→ Directions for this task
Each record must be repeated exactly as it stands.

[[ Provided data, beginning ]]

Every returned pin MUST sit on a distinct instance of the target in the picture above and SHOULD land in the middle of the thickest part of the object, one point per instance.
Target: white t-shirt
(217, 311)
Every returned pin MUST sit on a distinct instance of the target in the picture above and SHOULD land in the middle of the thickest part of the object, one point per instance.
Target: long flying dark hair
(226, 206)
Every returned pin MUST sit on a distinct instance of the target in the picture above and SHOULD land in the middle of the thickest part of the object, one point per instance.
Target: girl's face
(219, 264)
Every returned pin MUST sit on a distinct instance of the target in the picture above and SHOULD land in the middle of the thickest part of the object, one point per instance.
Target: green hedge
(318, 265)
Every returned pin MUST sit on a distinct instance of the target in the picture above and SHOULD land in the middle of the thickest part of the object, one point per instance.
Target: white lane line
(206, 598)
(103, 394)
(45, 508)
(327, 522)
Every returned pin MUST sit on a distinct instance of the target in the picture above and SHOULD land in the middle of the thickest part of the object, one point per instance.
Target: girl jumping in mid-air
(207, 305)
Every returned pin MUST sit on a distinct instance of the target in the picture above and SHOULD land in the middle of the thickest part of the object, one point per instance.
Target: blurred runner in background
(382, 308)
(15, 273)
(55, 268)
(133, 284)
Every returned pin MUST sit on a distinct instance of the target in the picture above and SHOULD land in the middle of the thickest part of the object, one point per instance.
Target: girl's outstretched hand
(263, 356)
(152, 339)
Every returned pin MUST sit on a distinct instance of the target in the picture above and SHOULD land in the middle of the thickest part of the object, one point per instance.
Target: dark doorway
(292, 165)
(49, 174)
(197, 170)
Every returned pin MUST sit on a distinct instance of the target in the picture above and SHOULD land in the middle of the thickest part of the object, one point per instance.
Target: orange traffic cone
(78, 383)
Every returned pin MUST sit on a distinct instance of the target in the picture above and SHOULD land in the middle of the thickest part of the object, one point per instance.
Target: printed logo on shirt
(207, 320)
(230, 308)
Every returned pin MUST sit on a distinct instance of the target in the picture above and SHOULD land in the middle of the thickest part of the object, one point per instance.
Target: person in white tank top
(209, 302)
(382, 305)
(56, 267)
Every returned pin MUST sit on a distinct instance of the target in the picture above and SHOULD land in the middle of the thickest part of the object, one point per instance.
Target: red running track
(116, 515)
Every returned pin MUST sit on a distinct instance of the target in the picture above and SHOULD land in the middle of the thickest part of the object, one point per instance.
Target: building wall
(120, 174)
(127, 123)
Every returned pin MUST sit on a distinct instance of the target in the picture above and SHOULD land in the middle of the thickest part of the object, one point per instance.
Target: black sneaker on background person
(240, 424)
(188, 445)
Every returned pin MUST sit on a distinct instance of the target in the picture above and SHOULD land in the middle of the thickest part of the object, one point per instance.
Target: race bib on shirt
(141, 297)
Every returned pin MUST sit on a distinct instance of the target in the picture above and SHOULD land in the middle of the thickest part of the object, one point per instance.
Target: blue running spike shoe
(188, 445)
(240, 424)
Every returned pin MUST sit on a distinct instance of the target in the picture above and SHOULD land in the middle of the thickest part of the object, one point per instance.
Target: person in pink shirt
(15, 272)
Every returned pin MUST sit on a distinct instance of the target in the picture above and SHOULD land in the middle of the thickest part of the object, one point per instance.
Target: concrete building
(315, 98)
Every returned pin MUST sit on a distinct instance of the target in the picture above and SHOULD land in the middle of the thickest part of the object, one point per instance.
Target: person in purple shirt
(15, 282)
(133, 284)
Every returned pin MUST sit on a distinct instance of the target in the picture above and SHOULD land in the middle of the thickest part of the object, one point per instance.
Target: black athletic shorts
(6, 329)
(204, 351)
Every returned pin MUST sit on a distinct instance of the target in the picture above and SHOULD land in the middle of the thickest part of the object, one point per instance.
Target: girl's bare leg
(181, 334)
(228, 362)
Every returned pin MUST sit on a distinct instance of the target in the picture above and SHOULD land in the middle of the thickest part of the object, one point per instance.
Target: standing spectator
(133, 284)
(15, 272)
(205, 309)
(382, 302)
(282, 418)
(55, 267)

[[ Provided data, end ]]

→ Solution for this task
Every returned pin MUST sit on a distinct instance of the target in the picture above and SHOULD land in the middle of the thickest part of the object, one point per instance.
Target: white t-shirt
(217, 311)
Every returned pin MUST sit on a distinct instance of the target in the picture above and SHOULD land in the middle of the thickest part of the object, one point per instance.
Target: long flying dark hair
(226, 206)
Every returned pin MUST sit on a distinct instance of the target in the picture above and SHOULD land in the middle of the thickest part of the object, one point per instance.
Target: girl's face
(219, 264)
Every returned pin MUST sit on a distinct instance of the target in the picture above and SHOULD land in the middle of the thickest part of the object, one point per instance.
Target: green hedge
(318, 265)
Every returned pin MUST sit on a distinct instance of the target in the picture above and SHOULD land in the middle of the thickest part of the object, one point per instance.
Target: white lane line
(206, 598)
(103, 394)
(45, 508)
(327, 522)
Every returned pin MUST sit on a distinct instance of the target in the picture above and SHOULD land in the middle of the thickest part of the object, one point per instance.
Target: girl jumping in mid-air
(207, 305)
Every returned pin MUST sit on a distinct instance of the target in the picture above and SHOULD land in the middle of the thickest part of the object, one point per instance.
Target: blurred runner in background
(382, 308)
(15, 273)
(55, 268)
(133, 284)
Every returned pin MUST sit on a distinct instance of the target in the picture above and SHOULD land in the middle of the thickest part of the object, one point per instance.
Target: girl's outstretched hand
(263, 356)
(152, 339)
Every returned pin MUST sit on a distinct instance of the target in the picture above and SHOULD land in the middle of the thickest part of the object, one point per instance.
Target: dark doorway
(292, 165)
(49, 174)
(197, 170)
Every returned pin MUST sit on a distinct instance of the target in the picture above and SHOULD land in the middle of the thickest part of the object, one point per instance.
Target: orange traffic cone
(78, 383)
Every returned pin MUST sit on a distinct instance of the target in the picture above and SHOULD land in the middle of the thickest part of the object, one point per instance.
Target: printed logo on shirt
(207, 320)
(230, 308)
Every returned pin MUST sit on a distinct instance of the target in the picture above and SHOULD land in the middle of the thickest part of the object, one point per instance.
Target: person in white tank top
(209, 302)
(382, 305)
(56, 267)
Every returned pin MUST sit on a distinct instance of the target in the picture above and SHOULD land in the middle of the thickest part of the object, one point per instance.
Target: red running track
(116, 515)
Every returned pin MUST sit on a distinct instance of the target in the picture above and SHOULD land in the middle of the thickest part of the object, one point per instance.
Target: building wall
(120, 174)
(127, 123)
Every returned pin MUST sit on a distinct instance of the target in the picture above and SHOULD land in the middle of the thickest part of the object, one point per instance.
Target: black sneaker on background person
(240, 424)
(188, 445)
Every returned pin MUST sit on a distinct instance of the target in the picture above and SHOULD land in the middle of the thickest part of the object, one point per instance.
Target: race bib on shirt
(141, 297)
Every returned pin MUST sit on a distinct instance of the target in the picture above and SHOULD land in the middle of the thickest part of the object, one point per instance.
Target: blue running spike shoe
(188, 445)
(240, 424)
Every returned pin MUST sit on a distinct instance of the target in the picture above and SHOULD land in the middle of the thickest part of the object, one point per instance.
Target: person in pink shirt
(15, 272)
Every returned pin MUST sit on a distinct instance of the target in the picture above and SHOULD land in the middle of the thickest part of the object, one point per instance.
Target: concrete building
(315, 98)
Every returned pin MUST sit on a distinct instance of the target in the picture above and SHOULD land in the middle of the thickest part of the object, one point per instance.
Target: person in purple shirt
(15, 282)
(133, 284)
Every returned pin MUST sit on a distinct instance of the target in the picture above and SHOULD land in the middle of the thickest part of the object, one point per instance.
Target: black athletic shorts
(6, 329)
(204, 351)
Every returned pin MUST sit on a distinct instance of the target in the picture above and SHOULD land in the middle of the thickest part of the object, one point per instance.
Target: girl's bare leg
(181, 334)
(228, 362)
Every returned pin MUST sit on a distinct instance of the target in the picture above and SHOULD land in the middle of the thickest part of the object, one point per instance.
Target: standing spectator
(133, 284)
(15, 272)
(205, 309)
(382, 302)
(282, 418)
(55, 267)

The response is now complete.